◆ Records supplied:
----
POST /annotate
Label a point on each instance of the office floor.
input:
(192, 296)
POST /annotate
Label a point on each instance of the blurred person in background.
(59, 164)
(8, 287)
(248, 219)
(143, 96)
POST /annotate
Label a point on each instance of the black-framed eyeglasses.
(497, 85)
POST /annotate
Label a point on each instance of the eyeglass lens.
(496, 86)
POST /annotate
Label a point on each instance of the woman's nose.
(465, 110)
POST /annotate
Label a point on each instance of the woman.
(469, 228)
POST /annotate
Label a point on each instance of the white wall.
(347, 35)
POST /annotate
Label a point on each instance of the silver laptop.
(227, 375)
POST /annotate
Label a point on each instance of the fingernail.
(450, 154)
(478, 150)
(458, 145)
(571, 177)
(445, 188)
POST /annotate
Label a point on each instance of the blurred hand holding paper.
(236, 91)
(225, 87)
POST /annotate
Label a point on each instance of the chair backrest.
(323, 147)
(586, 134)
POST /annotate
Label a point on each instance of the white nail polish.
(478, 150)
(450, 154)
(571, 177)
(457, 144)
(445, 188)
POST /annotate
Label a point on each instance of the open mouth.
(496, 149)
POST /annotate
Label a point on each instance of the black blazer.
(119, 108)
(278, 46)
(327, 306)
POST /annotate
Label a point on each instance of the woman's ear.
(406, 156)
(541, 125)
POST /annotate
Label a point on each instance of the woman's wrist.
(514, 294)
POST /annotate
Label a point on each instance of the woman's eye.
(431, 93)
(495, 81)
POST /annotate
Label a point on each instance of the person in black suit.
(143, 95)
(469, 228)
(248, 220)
----
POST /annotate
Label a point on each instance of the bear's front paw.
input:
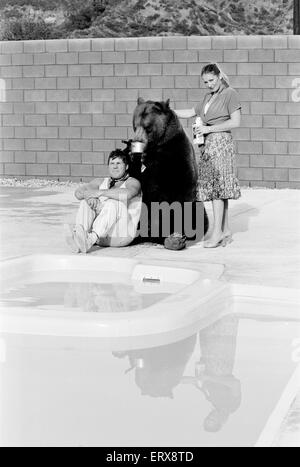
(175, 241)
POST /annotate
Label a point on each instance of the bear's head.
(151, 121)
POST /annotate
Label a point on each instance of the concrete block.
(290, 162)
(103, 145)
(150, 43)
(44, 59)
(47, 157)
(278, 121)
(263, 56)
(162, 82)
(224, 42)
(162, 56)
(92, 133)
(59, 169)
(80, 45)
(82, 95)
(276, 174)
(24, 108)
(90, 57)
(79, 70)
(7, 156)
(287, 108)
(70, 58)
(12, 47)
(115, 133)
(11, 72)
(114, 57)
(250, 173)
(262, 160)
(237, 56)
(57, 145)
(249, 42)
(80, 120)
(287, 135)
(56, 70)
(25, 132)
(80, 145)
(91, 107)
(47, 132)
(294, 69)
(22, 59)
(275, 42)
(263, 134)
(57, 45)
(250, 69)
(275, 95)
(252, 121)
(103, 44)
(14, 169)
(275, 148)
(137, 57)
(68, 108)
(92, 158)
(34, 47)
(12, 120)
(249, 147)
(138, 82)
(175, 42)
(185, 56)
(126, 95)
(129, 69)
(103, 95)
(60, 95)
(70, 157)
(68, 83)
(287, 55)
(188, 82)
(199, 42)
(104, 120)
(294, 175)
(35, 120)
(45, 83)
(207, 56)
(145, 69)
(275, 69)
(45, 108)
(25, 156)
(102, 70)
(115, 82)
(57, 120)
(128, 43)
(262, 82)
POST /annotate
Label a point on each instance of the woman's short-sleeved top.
----
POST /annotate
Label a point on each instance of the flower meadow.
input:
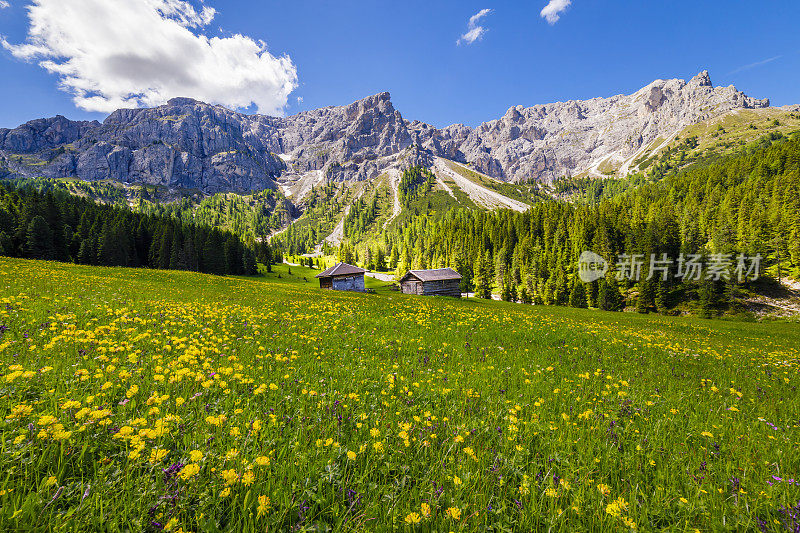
----
◆ Assignment:
The range runs from the line above containing "Label a point on each instance of the bear's head." to the line containing "Label a point on each instance of the woman's short-sleeved", inclusive. Restate those lines word for word and no others.

◆ Expected answer:
Label a point on each instance of the bear's head.
(151, 121)
POST /annotate
Label a point on each instance of the concrete block.
(290, 162)
(103, 145)
(150, 43)
(44, 59)
(47, 157)
(278, 121)
(263, 56)
(162, 82)
(224, 42)
(162, 56)
(92, 133)
(59, 169)
(80, 45)
(82, 95)
(276, 174)
(24, 108)
(90, 57)
(79, 70)
(7, 156)
(287, 108)
(70, 58)
(12, 47)
(115, 133)
(11, 72)
(114, 57)
(250, 173)
(262, 160)
(237, 56)
(57, 145)
(249, 42)
(80, 120)
(287, 135)
(56, 70)
(25, 132)
(80, 145)
(91, 107)
(47, 132)
(294, 69)
(22, 59)
(275, 42)
(263, 134)
(57, 45)
(250, 69)
(275, 95)
(252, 121)
(103, 44)
(14, 169)
(275, 148)
(137, 57)
(68, 108)
(92, 158)
(34, 47)
(12, 120)
(249, 147)
(138, 82)
(175, 42)
(185, 56)
(126, 95)
(129, 69)
(103, 95)
(60, 95)
(70, 157)
(68, 83)
(287, 55)
(188, 82)
(199, 42)
(104, 120)
(294, 175)
(35, 120)
(45, 83)
(207, 56)
(145, 69)
(275, 69)
(45, 108)
(25, 156)
(102, 70)
(115, 82)
(57, 120)
(128, 43)
(262, 82)
POST /annotate
Label a point on each instance of the woman's short-sleeved top.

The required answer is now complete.